TEXT TO READ:
####

Newbie question: Array memory address

[jose luis fernandez diaz]

Hi,

Given the program below:



#include <iostream>

int main()
{
char s1[2];
char *ptr = s1;

cout << sizeof(void *) << " " << sizeof(unsigned long) << endl;
cout << reinterpret_cast<unsigned long*>(s1) << endl;
cout << reinterpret_cast<unsigned long*>(&s1) << endl;
cout << reinterpret_cast<unsigned long*>(ptr) << endl;
cout << reinterpret_cast<unsigned long*>(&ptr) << endl;
}



PROGRAM OUTPUT:

frato2p:/tmp>a.out
8 8
0x11fffbff8
0x11fffbff8
0x11fffbff8
0x11fffbff0



memory_address(s1) == memory_address(&s1). Why does the Standard say about this ?

Thanks,
Jose Luis.

 

[John Harrison]

Hi,

Given the program below:



#include <iostream>

int main()
{
char s1[2];
char *ptr = s1;

cout << sizeof(void *) << " " << sizeof(unsigned long) << endl;
cout << reinterpret_cast<unsigned long*>(s1) << endl;
cout << reinterpret_cast<unsigned long*>(&s1) << endl;
cout << reinterpret_cast<unsigned long*>(ptr) << endl;
cout << reinterpret_cast<unsigned long*>(&ptr) << endl;
}



PROGRAM OUTPUT:

frato2p:/tmp>a.out
8 8
0x11fffbff8
0x11fffbff8
0x11fffbff8
0x11fffbff0



memory_address(s1) == memory_address(&s1). Why does the Standard say about this ?

Thanks,
Jose Luis.

It says the address of an array and the address of its first element are the
same.

But the address of a pointer and the address it points to are not
(necessarily) the same.

So your output is correct.

john

 

[Ron Natalie]

int main()
{
char s1[2];

memory_address(s1) == memory_address(&s1). Why does the Standard say about this ?

####

ACTIONS TO TAKE:
1/ Decide whether each statement agrees with the thread on array memory addresses, answering yes or no and quoting the words that settle it: (a) the program prints the same address for s1 as for &s1; (b) the reply holds that a pointer's address always equals the address it points to; (c) the reply calls the program's output correct.
2/ Repeat the part of the thread on array memory addresses from "It says the" up to and including "output is correct.", word for word.

####

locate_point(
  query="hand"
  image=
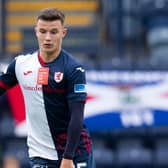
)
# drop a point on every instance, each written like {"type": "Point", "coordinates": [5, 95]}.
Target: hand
{"type": "Point", "coordinates": [67, 163]}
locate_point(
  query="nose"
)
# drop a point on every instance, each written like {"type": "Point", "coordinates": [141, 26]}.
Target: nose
{"type": "Point", "coordinates": [48, 36]}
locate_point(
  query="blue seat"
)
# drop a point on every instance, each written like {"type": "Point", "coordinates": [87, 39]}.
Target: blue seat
{"type": "Point", "coordinates": [132, 153]}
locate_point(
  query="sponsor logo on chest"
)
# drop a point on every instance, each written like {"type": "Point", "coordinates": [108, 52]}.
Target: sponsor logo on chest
{"type": "Point", "coordinates": [58, 76]}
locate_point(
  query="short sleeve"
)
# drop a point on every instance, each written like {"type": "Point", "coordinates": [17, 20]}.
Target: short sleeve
{"type": "Point", "coordinates": [76, 84]}
{"type": "Point", "coordinates": [9, 78]}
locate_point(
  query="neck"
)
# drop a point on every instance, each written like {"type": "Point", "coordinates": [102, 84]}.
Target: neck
{"type": "Point", "coordinates": [49, 56]}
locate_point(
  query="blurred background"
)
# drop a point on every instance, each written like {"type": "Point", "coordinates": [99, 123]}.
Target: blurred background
{"type": "Point", "coordinates": [123, 45]}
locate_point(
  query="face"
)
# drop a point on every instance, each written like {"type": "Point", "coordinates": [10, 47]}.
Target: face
{"type": "Point", "coordinates": [49, 35]}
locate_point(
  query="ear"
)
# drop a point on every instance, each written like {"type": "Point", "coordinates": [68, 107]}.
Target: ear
{"type": "Point", "coordinates": [35, 29]}
{"type": "Point", "coordinates": [65, 30]}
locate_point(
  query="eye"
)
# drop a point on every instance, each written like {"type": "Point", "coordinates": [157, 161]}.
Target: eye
{"type": "Point", "coordinates": [42, 31]}
{"type": "Point", "coordinates": [54, 31]}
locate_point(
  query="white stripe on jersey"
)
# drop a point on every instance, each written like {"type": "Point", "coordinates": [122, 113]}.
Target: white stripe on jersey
{"type": "Point", "coordinates": [40, 141]}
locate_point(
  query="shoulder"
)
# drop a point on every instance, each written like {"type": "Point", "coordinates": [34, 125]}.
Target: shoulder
{"type": "Point", "coordinates": [25, 57]}
{"type": "Point", "coordinates": [70, 60]}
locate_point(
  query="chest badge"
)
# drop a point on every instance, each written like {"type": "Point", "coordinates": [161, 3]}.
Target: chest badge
{"type": "Point", "coordinates": [58, 76]}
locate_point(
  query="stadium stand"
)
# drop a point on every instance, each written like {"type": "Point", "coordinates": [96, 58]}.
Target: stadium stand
{"type": "Point", "coordinates": [105, 35]}
{"type": "Point", "coordinates": [21, 14]}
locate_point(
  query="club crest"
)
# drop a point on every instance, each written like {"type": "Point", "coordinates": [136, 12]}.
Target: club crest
{"type": "Point", "coordinates": [58, 76]}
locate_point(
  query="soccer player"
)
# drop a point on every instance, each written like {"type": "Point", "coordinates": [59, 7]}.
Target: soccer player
{"type": "Point", "coordinates": [53, 86]}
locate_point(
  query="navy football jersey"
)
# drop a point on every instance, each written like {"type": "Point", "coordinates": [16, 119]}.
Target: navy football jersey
{"type": "Point", "coordinates": [47, 89]}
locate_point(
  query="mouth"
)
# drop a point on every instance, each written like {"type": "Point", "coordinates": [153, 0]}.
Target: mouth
{"type": "Point", "coordinates": [48, 45]}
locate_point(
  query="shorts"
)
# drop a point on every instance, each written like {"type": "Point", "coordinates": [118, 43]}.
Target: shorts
{"type": "Point", "coordinates": [37, 162]}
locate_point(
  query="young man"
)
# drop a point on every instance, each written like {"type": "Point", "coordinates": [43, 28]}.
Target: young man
{"type": "Point", "coordinates": [53, 86]}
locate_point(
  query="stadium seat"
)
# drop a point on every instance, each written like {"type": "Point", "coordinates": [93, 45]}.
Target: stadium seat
{"type": "Point", "coordinates": [6, 127]}
{"type": "Point", "coordinates": [132, 153]}
{"type": "Point", "coordinates": [161, 153]}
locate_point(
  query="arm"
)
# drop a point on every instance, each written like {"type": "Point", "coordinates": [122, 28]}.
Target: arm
{"type": "Point", "coordinates": [76, 95]}
{"type": "Point", "coordinates": [8, 79]}
{"type": "Point", "coordinates": [74, 129]}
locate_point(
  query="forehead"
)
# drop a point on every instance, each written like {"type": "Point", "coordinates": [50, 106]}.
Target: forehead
{"type": "Point", "coordinates": [56, 24]}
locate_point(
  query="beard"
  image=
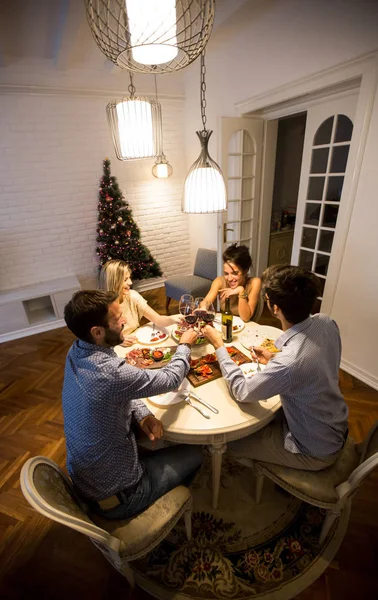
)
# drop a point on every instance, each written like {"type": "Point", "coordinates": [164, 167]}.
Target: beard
{"type": "Point", "coordinates": [113, 338]}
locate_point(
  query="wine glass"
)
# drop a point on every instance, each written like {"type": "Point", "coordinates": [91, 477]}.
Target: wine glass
{"type": "Point", "coordinates": [209, 315]}
{"type": "Point", "coordinates": [185, 304]}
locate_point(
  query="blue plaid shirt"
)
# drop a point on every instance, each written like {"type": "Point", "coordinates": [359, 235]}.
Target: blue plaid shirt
{"type": "Point", "coordinates": [100, 400]}
{"type": "Point", "coordinates": [306, 375]}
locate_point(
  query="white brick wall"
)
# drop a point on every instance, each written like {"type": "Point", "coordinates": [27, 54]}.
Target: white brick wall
{"type": "Point", "coordinates": [51, 152]}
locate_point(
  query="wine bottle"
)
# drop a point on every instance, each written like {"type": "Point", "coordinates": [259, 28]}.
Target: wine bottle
{"type": "Point", "coordinates": [227, 323]}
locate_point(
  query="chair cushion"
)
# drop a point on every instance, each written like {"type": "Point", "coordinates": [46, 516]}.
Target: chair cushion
{"type": "Point", "coordinates": [315, 485]}
{"type": "Point", "coordinates": [145, 530]}
{"type": "Point", "coordinates": [206, 264]}
{"type": "Point", "coordinates": [186, 284]}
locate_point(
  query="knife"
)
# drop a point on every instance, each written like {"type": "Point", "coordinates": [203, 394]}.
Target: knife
{"type": "Point", "coordinates": [188, 401]}
{"type": "Point", "coordinates": [193, 395]}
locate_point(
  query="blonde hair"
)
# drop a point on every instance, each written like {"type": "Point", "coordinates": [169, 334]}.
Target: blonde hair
{"type": "Point", "coordinates": [112, 277]}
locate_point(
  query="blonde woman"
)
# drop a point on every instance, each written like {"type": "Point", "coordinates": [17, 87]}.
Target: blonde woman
{"type": "Point", "coordinates": [115, 276]}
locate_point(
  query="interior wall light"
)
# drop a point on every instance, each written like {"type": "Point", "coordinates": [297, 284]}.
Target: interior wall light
{"type": "Point", "coordinates": [135, 125]}
{"type": "Point", "coordinates": [151, 36]}
{"type": "Point", "coordinates": [204, 189]}
{"type": "Point", "coordinates": [161, 169]}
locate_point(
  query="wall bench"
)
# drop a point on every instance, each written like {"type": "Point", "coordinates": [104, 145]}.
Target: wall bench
{"type": "Point", "coordinates": [35, 308]}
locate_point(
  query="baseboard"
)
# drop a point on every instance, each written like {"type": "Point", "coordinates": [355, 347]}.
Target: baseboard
{"type": "Point", "coordinates": [142, 285]}
{"type": "Point", "coordinates": [359, 374]}
{"type": "Point", "coordinates": [15, 335]}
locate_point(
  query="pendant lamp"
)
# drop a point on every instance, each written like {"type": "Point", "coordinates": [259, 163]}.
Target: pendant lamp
{"type": "Point", "coordinates": [135, 125]}
{"type": "Point", "coordinates": [204, 189]}
{"type": "Point", "coordinates": [151, 36]}
{"type": "Point", "coordinates": [161, 169]}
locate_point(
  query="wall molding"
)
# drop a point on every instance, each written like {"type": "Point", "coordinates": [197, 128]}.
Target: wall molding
{"type": "Point", "coordinates": [15, 335]}
{"type": "Point", "coordinates": [41, 90]}
{"type": "Point", "coordinates": [360, 374]}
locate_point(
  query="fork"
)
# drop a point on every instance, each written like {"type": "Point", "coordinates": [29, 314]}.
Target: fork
{"type": "Point", "coordinates": [258, 368]}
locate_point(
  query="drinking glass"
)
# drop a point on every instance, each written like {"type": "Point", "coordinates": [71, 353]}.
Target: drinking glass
{"type": "Point", "coordinates": [209, 315]}
{"type": "Point", "coordinates": [185, 304]}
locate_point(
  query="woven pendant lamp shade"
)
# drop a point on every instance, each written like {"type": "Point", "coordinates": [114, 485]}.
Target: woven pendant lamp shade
{"type": "Point", "coordinates": [151, 36]}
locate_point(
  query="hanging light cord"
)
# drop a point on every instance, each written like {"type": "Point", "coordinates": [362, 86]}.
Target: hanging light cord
{"type": "Point", "coordinates": [131, 87]}
{"type": "Point", "coordinates": [203, 91]}
{"type": "Point", "coordinates": [157, 101]}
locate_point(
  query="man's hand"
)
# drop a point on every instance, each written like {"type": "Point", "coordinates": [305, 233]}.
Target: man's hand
{"type": "Point", "coordinates": [213, 336]}
{"type": "Point", "coordinates": [262, 354]}
{"type": "Point", "coordinates": [189, 337]}
{"type": "Point", "coordinates": [129, 340]}
{"type": "Point", "coordinates": [152, 427]}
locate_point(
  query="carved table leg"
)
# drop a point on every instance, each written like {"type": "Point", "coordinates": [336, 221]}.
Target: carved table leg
{"type": "Point", "coordinates": [216, 451]}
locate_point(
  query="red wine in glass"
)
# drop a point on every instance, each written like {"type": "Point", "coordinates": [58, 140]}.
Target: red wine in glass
{"type": "Point", "coordinates": [191, 319]}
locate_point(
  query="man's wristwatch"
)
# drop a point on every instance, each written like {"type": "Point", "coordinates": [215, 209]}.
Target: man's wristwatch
{"type": "Point", "coordinates": [185, 344]}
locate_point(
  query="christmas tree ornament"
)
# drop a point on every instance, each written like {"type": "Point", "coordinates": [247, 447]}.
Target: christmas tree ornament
{"type": "Point", "coordinates": [153, 36]}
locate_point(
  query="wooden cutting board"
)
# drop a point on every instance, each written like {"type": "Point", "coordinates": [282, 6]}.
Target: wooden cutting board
{"type": "Point", "coordinates": [156, 364]}
{"type": "Point", "coordinates": [197, 379]}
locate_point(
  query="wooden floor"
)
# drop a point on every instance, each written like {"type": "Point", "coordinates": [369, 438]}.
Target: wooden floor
{"type": "Point", "coordinates": [42, 559]}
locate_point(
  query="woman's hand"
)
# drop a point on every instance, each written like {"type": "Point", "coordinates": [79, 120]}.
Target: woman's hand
{"type": "Point", "coordinates": [129, 340]}
{"type": "Point", "coordinates": [227, 292]}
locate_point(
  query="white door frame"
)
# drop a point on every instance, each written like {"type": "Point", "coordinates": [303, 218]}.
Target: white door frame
{"type": "Point", "coordinates": [361, 73]}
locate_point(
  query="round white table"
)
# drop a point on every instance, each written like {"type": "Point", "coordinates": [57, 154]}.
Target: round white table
{"type": "Point", "coordinates": [183, 424]}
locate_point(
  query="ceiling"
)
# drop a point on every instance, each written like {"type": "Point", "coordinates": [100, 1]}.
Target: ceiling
{"type": "Point", "coordinates": [49, 43]}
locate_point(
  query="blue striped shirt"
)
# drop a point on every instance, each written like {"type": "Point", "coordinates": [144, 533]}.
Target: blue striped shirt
{"type": "Point", "coordinates": [306, 376]}
{"type": "Point", "coordinates": [100, 400]}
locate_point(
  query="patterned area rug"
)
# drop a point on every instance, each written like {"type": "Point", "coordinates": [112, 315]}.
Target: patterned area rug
{"type": "Point", "coordinates": [242, 550]}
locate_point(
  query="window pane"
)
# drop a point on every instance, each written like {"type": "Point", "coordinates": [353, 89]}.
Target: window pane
{"type": "Point", "coordinates": [312, 214]}
{"type": "Point", "coordinates": [323, 135]}
{"type": "Point", "coordinates": [330, 215]}
{"type": "Point", "coordinates": [234, 166]}
{"type": "Point", "coordinates": [344, 129]}
{"type": "Point", "coordinates": [319, 160]}
{"type": "Point", "coordinates": [247, 188]}
{"type": "Point", "coordinates": [321, 285]}
{"type": "Point", "coordinates": [326, 240]}
{"type": "Point", "coordinates": [309, 237]}
{"type": "Point", "coordinates": [305, 259]}
{"type": "Point", "coordinates": [246, 229]}
{"type": "Point", "coordinates": [321, 264]}
{"type": "Point", "coordinates": [339, 159]}
{"type": "Point", "coordinates": [315, 188]}
{"type": "Point", "coordinates": [334, 188]}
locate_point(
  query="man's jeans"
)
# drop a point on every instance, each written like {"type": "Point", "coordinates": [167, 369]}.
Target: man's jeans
{"type": "Point", "coordinates": [163, 470]}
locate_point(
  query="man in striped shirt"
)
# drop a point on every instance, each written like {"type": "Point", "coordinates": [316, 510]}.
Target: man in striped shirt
{"type": "Point", "coordinates": [311, 429]}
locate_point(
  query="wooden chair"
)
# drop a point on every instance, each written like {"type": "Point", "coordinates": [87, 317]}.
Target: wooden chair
{"type": "Point", "coordinates": [331, 488]}
{"type": "Point", "coordinates": [50, 492]}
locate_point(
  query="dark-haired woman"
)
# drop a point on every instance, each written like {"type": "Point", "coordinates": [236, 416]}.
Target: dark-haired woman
{"type": "Point", "coordinates": [243, 291]}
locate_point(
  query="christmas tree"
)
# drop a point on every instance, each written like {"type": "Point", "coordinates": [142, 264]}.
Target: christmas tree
{"type": "Point", "coordinates": [118, 235]}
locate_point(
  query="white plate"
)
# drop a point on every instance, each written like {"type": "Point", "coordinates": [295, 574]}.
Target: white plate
{"type": "Point", "coordinates": [250, 369]}
{"type": "Point", "coordinates": [177, 338]}
{"type": "Point", "coordinates": [165, 400]}
{"type": "Point", "coordinates": [146, 335]}
{"type": "Point", "coordinates": [237, 324]}
{"type": "Point", "coordinates": [252, 337]}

####

WORKED SOLUTIONS:
1/
(a) Yes: "memory_address(s1) == memory_address(&s1)"
(b) No: "the address of a pointer and the address it points to are not (necessarily) the same"
(c) Yes: "So your output is correct."

2/
It says the address of an array and the address of its first element are the
same.

But the address of a pointer and the address it points to are not
(necessarily) the same.

So your output is correct.